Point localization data

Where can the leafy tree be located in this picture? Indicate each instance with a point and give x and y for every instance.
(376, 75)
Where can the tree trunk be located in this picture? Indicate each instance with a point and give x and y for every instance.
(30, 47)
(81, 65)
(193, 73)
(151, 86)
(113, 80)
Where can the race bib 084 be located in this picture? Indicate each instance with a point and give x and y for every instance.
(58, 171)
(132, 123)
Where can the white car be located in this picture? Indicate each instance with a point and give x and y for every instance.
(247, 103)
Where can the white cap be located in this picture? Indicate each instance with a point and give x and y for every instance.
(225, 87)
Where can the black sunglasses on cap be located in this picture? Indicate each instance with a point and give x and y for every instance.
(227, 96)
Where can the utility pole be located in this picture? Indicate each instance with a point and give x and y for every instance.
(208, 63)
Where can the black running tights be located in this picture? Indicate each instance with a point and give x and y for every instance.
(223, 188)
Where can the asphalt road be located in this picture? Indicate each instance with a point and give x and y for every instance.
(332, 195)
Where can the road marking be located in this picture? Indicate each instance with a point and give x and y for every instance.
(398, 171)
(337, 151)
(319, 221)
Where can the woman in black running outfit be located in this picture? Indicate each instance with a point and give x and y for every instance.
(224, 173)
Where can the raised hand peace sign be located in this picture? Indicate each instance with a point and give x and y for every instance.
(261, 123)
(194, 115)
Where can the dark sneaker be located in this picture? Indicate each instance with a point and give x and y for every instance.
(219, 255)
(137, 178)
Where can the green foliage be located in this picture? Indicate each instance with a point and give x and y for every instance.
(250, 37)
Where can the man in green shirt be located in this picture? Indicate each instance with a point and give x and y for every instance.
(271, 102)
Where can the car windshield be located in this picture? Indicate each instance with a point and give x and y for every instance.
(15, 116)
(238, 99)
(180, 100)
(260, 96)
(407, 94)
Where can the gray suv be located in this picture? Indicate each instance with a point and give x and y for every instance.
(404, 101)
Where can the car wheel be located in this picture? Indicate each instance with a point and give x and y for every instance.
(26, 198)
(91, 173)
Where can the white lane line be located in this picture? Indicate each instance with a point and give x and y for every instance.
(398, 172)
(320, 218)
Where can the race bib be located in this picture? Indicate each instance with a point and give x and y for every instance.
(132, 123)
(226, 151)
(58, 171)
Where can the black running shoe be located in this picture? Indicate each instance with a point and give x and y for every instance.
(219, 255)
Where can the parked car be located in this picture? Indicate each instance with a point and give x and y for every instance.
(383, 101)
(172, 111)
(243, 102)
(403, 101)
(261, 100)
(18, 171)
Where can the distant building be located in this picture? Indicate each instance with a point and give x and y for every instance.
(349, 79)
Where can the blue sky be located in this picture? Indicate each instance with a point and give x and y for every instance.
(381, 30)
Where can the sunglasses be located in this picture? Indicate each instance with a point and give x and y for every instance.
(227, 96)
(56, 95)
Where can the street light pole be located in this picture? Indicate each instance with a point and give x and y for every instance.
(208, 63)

Directions:
Extract the entries above verbatim.

Task solution:
Where can the leafy tree be located in this picture? Indicate each instance with a point and give x and y for every instance.
(376, 75)
Where can the tree trunk be located in this picture? Indicate each instance with a point and give x and y for every instance.
(30, 47)
(81, 65)
(193, 73)
(151, 86)
(113, 80)
Where can the race bib 084 be located in this picture? Indicate each instance with a point and give x and y for every instance.
(58, 171)
(132, 123)
Where can the white car be located in this picture? Indicate each instance with a point and give x and y for every instance.
(247, 103)
Where can the white cap be located in this picture? Indicate each instance with a point and give x and y for every instance.
(225, 87)
Where can the black sunglasses on cap be located in this picture? Indicate each instance with a point and give x and y for every instance.
(227, 96)
Where can the utility pole be located in this picture? Indicate each instance with a point and give x and y for every instance.
(208, 63)
Where can the black running tights be located in this picture? Indicate each instance with a point and give x and y for every instance.
(223, 188)
Where can the asphalt road be located in this picture? Indicate each instance with a point and give x and y for every instance.
(332, 195)
Where can the road marking be located in this picture? Indicate each instance with a point and give x and y for every instance.
(398, 171)
(337, 151)
(319, 221)
Where can the woman in black running outfit be located in this picture? Indicate each instance with a point and give x and y for every instance.
(224, 173)
Where can the raised hand peace sign be located in this picture? Indicate each instance with a point and give x and y for every instance.
(261, 123)
(194, 115)
Where can the dark sneaker be located in this picture? Indicate each instance with a point and give x and y for every instance.
(219, 255)
(137, 178)
Where can the green foliage be located in this picture? Indicate each instance with a point and give x and y for every instance.
(250, 37)
Where can the man in green shirt be located in this picture? Indicate each instance with a point and give x and y for every instance.
(271, 102)
Where can the car windshield be located in this picture? Indicate each instance with a point and give x and y for every instance.
(15, 116)
(238, 99)
(180, 100)
(260, 96)
(407, 94)
Where can the gray suv be located in this picture? Indicate each instance with a point and give x and y for every instance.
(404, 101)
Where can the car wheel be located in this picture? Indicate each instance with a point and give x and y for every instance.
(26, 198)
(91, 173)
Where can the white lane line be located in this picture? Indicate each instance with a point and give x and y for every instance.
(398, 172)
(320, 218)
Where can the race bib be located in this picture? Indicate each instance with a point and give x and y for every instance.
(132, 123)
(226, 151)
(58, 171)
Where can the black running shoe be located in this picture? Indicate each instance with a point and give x and y for every instance.
(219, 255)
Where can the parked car be located in this picture? Indicate each instance with a point and give x and y for every instance.
(383, 101)
(172, 111)
(243, 102)
(403, 101)
(261, 100)
(18, 171)
Where can the distant building be located in this picture? Indicate each instance with a point and give x and y for every instance.
(349, 79)
Where can the blue sky be located in this picture? Indicate each instance with a point and give x and y for every instance.
(381, 30)
Where can the sunglasses be located in this picture? Indicate each instance with a point and give x and y for every instance.
(227, 96)
(56, 95)
Where can the street light pole be located in this picture? Indicate each instance with a point and give x and y for every instance.
(208, 63)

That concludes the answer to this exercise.